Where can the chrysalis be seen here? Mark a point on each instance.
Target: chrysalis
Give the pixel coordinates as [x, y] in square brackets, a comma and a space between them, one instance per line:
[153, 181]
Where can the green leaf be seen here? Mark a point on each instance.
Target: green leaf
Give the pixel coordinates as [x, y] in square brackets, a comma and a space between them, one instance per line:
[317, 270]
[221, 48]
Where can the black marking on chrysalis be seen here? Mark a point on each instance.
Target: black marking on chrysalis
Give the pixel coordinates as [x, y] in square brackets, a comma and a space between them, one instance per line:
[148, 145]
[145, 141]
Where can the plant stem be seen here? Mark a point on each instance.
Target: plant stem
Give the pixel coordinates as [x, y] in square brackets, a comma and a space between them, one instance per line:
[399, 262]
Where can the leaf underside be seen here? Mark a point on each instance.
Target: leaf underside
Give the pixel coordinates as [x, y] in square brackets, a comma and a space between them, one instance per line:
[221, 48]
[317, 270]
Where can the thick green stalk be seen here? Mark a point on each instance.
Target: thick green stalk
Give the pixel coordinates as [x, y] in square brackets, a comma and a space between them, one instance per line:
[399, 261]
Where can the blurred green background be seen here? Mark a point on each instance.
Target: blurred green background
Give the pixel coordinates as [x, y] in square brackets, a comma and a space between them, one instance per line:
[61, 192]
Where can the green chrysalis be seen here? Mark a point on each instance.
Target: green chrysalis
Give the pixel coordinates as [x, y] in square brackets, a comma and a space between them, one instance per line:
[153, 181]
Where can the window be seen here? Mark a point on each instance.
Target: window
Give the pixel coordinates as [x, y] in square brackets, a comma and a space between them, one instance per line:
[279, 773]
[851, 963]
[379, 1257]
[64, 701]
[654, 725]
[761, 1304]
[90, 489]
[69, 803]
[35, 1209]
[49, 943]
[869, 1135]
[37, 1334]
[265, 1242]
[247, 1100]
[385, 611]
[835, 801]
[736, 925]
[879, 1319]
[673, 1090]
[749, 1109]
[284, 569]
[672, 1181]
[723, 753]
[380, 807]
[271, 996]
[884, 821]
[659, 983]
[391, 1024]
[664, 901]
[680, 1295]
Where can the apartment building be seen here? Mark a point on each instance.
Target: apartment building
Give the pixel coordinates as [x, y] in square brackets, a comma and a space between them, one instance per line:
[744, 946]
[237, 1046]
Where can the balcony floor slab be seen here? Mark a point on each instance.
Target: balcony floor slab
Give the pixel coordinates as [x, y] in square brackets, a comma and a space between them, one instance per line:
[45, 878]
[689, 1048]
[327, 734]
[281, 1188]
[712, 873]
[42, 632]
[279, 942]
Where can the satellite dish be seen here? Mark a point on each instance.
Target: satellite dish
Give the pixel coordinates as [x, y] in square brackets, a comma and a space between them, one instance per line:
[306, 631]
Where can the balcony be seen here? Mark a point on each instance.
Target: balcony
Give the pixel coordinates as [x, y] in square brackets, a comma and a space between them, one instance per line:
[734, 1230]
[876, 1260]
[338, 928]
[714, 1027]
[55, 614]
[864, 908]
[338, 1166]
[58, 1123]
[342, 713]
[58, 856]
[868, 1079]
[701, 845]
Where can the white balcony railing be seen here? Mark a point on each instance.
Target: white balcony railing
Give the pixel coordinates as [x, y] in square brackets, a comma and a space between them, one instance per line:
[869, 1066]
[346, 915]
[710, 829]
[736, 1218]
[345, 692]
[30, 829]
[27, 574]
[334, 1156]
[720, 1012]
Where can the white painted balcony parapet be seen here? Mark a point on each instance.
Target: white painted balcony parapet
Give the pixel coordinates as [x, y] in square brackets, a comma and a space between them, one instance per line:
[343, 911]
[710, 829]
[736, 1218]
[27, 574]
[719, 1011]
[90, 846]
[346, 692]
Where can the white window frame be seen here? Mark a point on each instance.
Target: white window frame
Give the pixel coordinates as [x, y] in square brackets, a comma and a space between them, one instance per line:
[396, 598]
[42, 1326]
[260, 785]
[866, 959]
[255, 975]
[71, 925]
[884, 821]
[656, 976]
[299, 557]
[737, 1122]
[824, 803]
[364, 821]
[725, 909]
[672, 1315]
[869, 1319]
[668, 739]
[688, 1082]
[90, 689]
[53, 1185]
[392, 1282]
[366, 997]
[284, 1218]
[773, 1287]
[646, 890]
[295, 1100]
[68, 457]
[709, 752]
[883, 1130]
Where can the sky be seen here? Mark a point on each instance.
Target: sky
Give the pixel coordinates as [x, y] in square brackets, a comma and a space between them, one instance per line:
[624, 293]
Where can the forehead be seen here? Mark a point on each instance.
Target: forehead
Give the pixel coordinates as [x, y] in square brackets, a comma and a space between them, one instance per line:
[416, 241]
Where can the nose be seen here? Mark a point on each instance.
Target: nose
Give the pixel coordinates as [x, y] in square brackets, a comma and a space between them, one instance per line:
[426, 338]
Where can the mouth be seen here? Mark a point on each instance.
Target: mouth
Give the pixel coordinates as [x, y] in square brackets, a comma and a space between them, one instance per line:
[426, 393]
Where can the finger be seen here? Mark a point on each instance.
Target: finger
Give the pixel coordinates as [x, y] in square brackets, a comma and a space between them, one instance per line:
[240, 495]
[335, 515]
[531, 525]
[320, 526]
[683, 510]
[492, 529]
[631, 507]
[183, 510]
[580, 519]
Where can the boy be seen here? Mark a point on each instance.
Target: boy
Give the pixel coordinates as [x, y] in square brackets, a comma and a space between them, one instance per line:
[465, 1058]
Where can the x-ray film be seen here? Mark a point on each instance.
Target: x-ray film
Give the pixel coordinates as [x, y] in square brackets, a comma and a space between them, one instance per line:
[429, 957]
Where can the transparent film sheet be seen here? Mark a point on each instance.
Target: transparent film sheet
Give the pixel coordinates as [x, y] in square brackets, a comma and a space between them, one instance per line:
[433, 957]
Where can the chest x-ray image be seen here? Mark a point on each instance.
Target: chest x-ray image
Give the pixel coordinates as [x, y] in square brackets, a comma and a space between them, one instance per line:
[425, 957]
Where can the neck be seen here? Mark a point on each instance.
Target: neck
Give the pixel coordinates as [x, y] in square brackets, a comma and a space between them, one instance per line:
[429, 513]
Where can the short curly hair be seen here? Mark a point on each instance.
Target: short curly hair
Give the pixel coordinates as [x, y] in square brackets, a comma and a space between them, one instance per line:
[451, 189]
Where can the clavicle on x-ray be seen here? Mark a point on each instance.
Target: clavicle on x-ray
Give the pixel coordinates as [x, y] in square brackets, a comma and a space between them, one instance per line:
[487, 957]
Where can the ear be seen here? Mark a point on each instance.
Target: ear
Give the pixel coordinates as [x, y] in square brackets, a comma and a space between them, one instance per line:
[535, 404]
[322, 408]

*INSTRUCTIONS TO FOLLOW*
Would you give the material above again, complete and exact?

*SOLUTION*
Where can the chrysalis be seen here? Mark a point on each instance.
Target: chrysalis
Give the pixel coordinates as [x, y] in square brackets, a comma and a space between them, one instance per line:
[153, 181]
Where can the green leaf be seen here? Mark a point on each instance.
Target: green leaf
Give the pixel coordinates as [x, y] in square brackets, a comma and a space between them, one instance per line:
[317, 270]
[221, 48]
Where can the black marking on chrysalis be seen here? Mark a point on each instance.
Target: black marking on chrysalis
Give the pixel coordinates as [x, y] in square brackets, a comma and a space between them, one instance per line:
[148, 145]
[145, 141]
Where can the plant stem be seen here? Mark a point on each instance.
Target: plant stem
Give the pixel coordinates as [x, y] in square brackets, a comma and a space between them, one instance per line:
[399, 262]
Where can the leaf underside be seen here? Mark a point on each instance.
Target: leaf underside
Give the pixel coordinates as [x, y] in square brackets, a comma and a space between them, one instance per line:
[221, 48]
[317, 270]
Where can the thick green stalk be seen here? Mark a point on each instance.
Target: thick green stalk
Give the pixel coordinates as [x, y] in square brackets, a comma and a space between them, one instance per line:
[399, 261]
Where can the blurred green background be seen here? Mark a point on each instance.
Target: blurred green background
Give the pixel coordinates as [x, y] in square brackets, a comma and a space between them, one instance per line:
[61, 192]
Where can the green chrysalis be seen here? Mark a point on each instance.
Target: green chrysalis
Give the pixel coordinates as [x, y] in square brackets, a comma and a space between them, one instance per line:
[153, 181]
Where can the window be seen here? Mark a point on each instance.
Target: window
Give the pixel coordinates as [x, y] in square brackets, a comma and a space between them, one instance per line:
[279, 773]
[851, 963]
[379, 1257]
[64, 701]
[654, 725]
[761, 1304]
[90, 489]
[69, 803]
[35, 1209]
[49, 943]
[869, 1135]
[37, 1334]
[265, 1242]
[247, 1100]
[385, 611]
[835, 801]
[736, 925]
[879, 1319]
[673, 1090]
[749, 1109]
[284, 569]
[672, 1181]
[723, 753]
[380, 807]
[271, 996]
[884, 821]
[659, 983]
[391, 1024]
[664, 901]
[680, 1295]
Where can the apartment building be seen here? Mark a point on each instance.
Target: apartment building
Give the pixel coordinates as [x, y] in square brackets, a comma and a space between them, one instance per line:
[744, 946]
[237, 1046]
Where can the balcony floor slab be seen here? Mark a point on each instance.
Target: balcony floor slab
Give the pixel coordinates as [x, y] in square brackets, a comma and a space between them, one instance per line:
[45, 878]
[689, 1048]
[327, 734]
[281, 1188]
[712, 873]
[42, 632]
[279, 942]
Where can the satellite dish be seen here? Mark a point on each instance.
Target: satellite dish
Give the pixel coordinates as [x, y] in square brackets, a comma and a space between them, one instance per line:
[306, 631]
Where can the balcony be seen here? Mark a point on each instance.
Target: balcony
Give the pixel coordinates as [x, y] in square brackets, a comma and a space between them, one instance per line:
[734, 1230]
[876, 1260]
[338, 928]
[714, 1027]
[55, 614]
[864, 908]
[338, 1166]
[58, 1123]
[342, 713]
[58, 856]
[868, 1079]
[701, 845]
Where can the white balcony railing be seen here? Mark a point on each instance.
Target: white balcony railing
Give the pixel coordinates as [x, y] in square brackets, a comma and a space between them, one instance per line:
[869, 1066]
[346, 915]
[710, 829]
[736, 1218]
[345, 692]
[30, 829]
[27, 574]
[334, 1156]
[720, 1012]
Where can the white painted balcony parapet be seen here? Mark a point on each instance.
Target: white painted balcony parapet
Give the pixel coordinates as [x, y] in square brackets, a comma and a space between them, one instance per line:
[343, 911]
[710, 829]
[736, 1218]
[27, 574]
[719, 1011]
[90, 846]
[346, 692]
Where can the white window frame be seen here? Mark a point on each instance.
Target: white window frame
Give the pixel coordinates as [x, y] in square brackets, a comma and a space between them, one instance per line:
[396, 598]
[42, 1326]
[260, 785]
[866, 959]
[255, 975]
[71, 925]
[884, 821]
[656, 976]
[299, 557]
[737, 1122]
[824, 803]
[364, 821]
[725, 909]
[672, 1315]
[869, 1319]
[668, 739]
[688, 1082]
[90, 689]
[53, 1185]
[392, 1282]
[366, 997]
[284, 1218]
[773, 1287]
[646, 890]
[295, 1100]
[68, 457]
[709, 752]
[883, 1130]
Where can the sky be seen here? Mark a point on each instance.
Target: sky
Give the pixel coordinates as [x, y] in square brackets, a comma and a space between them, one instance per line:
[624, 293]
Where can the forehead be seen here? Mark a point on each instance.
Target: forehead
Give the pixel coordinates as [x, y] in square brackets, a comma and a space between them, one instance per line:
[416, 241]
Where can the nose be seen here? Mark a point on each instance.
Target: nose
Give the pixel coordinates as [x, y] in square brackets, a comma and a space between them, one instance per line:
[426, 338]
Where can the mouth be seen here? Mark a point on each instance.
Target: mouth
Give the pixel coordinates as [x, y] in square brackets, a comma and a space between them, one instance per line:
[426, 393]
Where can the finger be seen here? Mark a point on each instance.
Target: finger
Give the pixel coordinates as [x, y] in square brackets, a comma and a space between them, one instance per line:
[240, 495]
[335, 515]
[531, 525]
[320, 526]
[683, 510]
[492, 529]
[631, 507]
[183, 510]
[580, 519]
Where can the boy be seen here? Mark a point on each instance.
Target: boy
Give the pixel coordinates as [x, y] in square brackets, a comma and a space between them, one instance per line:
[465, 1058]
Where can the x-ray film be seen here? Mark a point on each instance.
Target: x-ray film
Give the pixel coordinates as [x, y] in square brackets, a comma and a space between them, one instance per line:
[429, 957]
Where can the transparent film sheet be seen here? Mark a point on each instance.
Target: transparent film sheet
Give the pixel coordinates as [x, y] in square brackets, a comma and a space between them, one instance per line:
[433, 957]
Where can the chest x-ray image be seen here? Mark a point on each instance.
Target: chest x-ray image
Give the pixel coordinates as [x, y] in square brackets, a comma and a space between them, one instance per line:
[425, 957]
Where can the neck be seen here? Mark a point on each instance.
Target: neck
Give the pixel coordinates as [x, y] in square brackets, a comma and a space between them, one instance per line:
[429, 513]
Where can the short curly hair be seen here? Mark a point on each instance.
Target: short curly hair
Give the pixel coordinates as [x, y] in square brackets, a comma and a space between them, one instance per line:
[451, 189]
Where can the clavicle on x-ray be seen here? Mark a point on each instance.
Target: clavicle on x-ray
Give the pixel coordinates as [x, y] in square brackets, a comma and a space between them, one instance per line:
[487, 957]
Where can the ear be seen here? Mark a point on each instance.
Target: ear
Give the pixel coordinates as [x, y] in square brackets, a comma and a space between them, one instance per line:
[535, 404]
[322, 408]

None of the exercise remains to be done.